[Task input]
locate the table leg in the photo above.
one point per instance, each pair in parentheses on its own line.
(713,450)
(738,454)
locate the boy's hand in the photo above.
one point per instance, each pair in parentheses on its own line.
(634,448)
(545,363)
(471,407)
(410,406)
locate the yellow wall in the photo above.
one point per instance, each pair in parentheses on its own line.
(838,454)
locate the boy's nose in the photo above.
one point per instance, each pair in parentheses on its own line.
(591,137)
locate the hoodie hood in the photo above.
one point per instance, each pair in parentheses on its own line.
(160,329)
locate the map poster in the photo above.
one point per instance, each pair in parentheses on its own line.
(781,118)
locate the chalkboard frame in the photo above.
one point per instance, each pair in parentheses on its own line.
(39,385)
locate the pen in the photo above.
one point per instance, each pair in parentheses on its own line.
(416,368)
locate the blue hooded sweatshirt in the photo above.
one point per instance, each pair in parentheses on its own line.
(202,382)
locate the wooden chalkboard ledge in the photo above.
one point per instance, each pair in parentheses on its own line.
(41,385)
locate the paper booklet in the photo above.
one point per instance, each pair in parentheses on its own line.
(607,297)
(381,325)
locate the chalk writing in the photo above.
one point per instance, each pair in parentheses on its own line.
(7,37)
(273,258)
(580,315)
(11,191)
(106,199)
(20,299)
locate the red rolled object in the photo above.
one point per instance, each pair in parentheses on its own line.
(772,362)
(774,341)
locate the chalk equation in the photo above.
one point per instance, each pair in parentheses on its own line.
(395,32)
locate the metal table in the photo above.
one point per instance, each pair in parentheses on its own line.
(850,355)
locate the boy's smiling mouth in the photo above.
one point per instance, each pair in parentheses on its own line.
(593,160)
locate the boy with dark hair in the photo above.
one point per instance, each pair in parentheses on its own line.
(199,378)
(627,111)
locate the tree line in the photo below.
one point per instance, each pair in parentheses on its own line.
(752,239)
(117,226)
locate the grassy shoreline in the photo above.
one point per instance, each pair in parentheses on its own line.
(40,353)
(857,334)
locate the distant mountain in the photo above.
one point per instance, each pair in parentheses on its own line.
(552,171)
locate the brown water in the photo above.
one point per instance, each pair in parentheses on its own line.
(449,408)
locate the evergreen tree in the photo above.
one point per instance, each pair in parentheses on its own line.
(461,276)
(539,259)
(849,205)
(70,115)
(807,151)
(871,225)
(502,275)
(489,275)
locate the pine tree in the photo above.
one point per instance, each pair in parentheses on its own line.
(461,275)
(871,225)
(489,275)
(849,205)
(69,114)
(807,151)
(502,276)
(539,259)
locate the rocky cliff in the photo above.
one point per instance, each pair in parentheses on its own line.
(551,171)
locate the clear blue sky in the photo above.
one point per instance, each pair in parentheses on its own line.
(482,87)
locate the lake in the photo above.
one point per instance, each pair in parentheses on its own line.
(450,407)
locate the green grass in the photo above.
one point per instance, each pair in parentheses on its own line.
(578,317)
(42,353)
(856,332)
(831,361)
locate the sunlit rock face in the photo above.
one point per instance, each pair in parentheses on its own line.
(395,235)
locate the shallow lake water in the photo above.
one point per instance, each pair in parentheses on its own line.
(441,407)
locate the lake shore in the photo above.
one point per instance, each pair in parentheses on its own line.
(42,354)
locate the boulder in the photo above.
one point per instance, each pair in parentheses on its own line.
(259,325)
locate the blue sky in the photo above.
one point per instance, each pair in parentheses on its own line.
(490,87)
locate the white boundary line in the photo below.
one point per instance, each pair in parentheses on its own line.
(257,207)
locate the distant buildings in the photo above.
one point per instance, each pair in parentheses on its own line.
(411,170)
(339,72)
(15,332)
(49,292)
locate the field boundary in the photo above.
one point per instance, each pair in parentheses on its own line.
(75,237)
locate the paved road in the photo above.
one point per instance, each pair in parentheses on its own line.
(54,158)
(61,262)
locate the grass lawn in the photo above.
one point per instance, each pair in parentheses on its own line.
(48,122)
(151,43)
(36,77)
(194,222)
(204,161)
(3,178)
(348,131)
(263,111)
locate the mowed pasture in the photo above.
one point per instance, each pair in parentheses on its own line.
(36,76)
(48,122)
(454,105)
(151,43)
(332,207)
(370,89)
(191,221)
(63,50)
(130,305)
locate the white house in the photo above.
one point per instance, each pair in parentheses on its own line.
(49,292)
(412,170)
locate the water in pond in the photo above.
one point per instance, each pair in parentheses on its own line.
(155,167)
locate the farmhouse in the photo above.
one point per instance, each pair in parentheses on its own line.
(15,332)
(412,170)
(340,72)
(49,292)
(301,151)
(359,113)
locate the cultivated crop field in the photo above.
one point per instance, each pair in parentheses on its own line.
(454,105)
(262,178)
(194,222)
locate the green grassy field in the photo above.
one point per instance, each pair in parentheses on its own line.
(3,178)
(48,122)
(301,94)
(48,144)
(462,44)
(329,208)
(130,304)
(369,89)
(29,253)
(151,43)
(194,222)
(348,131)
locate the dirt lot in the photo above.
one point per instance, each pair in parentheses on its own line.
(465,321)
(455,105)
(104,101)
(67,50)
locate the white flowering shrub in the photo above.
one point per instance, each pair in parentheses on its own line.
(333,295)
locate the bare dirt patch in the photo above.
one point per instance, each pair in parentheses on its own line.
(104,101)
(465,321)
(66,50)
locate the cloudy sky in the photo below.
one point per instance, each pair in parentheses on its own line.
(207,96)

[What you have to do]
Both the line containing "locate the lake in the photo above." and the line containing "locate the water in pond in the photo above." belong in the answer. Print them and every line above that falls between them exactly, and no others.

[The completed task]
locate the lake in the photo above.
one point per instance, each pair in parentheses on its own line.
(450,407)
locate the green grass in the photo above.
one point per instance, each pair in parentheses on its own line.
(578,317)
(42,353)
(856,332)
(831,361)
locate the sunlit rock face in the photo above.
one point per instance, each pair in parentheses on its own line.
(395,235)
locate the shallow lake water in the photo above.
one point per instance, each pair in parentheses on its own line.
(441,407)
locate the lake shore in the photo above.
one point per instance, each pair in parentheses on its own line.
(42,354)
locate the boulder in the photo above.
one point per instance, each pair in parentheses on its own line.
(259,325)
locate the blue sky in the photo above.
one point per instance, each pair in parentheses on its own line.
(490,87)
locate the white boundary line in the photo below.
one point per instance, each pair in parentheses on its own line.
(257,207)
locate the distant buildings in the photo above.
one point per instance, each pair in parentheses on its own line.
(411,170)
(339,72)
(15,332)
(49,292)
locate the field boundary in the photo above.
one point per instance, each pair in parentheses on its own line.
(75,237)
locate the paved road in the photo above.
one point per instance, each pair in parentheses on its own line.
(54,158)
(61,262)
locate the grass lawn in the photo above.
one point per instance, each pair in parentheses on its own line.
(48,122)
(151,43)
(36,77)
(194,222)
(204,161)
(3,178)
(348,131)
(263,111)
locate the mowed pasture in the photo above.
one point per instance, each pair in parentheses on its own line.
(36,76)
(48,122)
(454,105)
(151,43)
(332,207)
(370,89)
(191,221)
(63,50)
(130,305)
locate the white house in the photo above.
one point per instance, each pair in parentheses on its own line.
(49,292)
(412,170)
locate the water in pond in the photo above.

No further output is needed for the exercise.